- _Required action_: Throughout the entries below, report every line where "pointer" is found.

Records excerpted from a collection
----

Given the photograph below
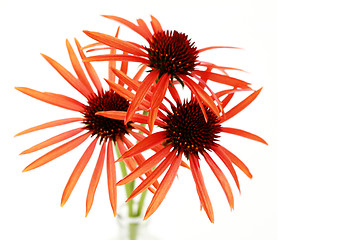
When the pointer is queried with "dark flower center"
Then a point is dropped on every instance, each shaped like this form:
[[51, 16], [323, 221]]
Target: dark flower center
[[172, 52], [104, 127], [188, 131]]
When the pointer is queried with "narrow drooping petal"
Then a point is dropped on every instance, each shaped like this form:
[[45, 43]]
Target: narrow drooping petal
[[200, 186], [57, 152], [116, 43], [75, 83], [95, 179], [215, 47], [241, 106], [78, 69], [53, 140], [129, 24], [156, 25], [235, 160], [116, 57], [223, 79], [111, 177], [221, 178], [204, 96], [158, 96], [144, 88], [228, 163], [54, 99], [49, 125], [152, 140], [79, 168], [164, 187], [90, 69], [243, 133], [154, 175], [146, 166]]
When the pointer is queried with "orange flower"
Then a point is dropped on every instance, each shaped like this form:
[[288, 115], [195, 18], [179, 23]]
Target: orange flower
[[172, 58], [186, 132], [104, 131]]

----

- _Exercise solution_:
When the pointer is queried with "dark flower center"
When the pointer is queried with "narrow drooping petal"
When the pointer is queried with "orange flower"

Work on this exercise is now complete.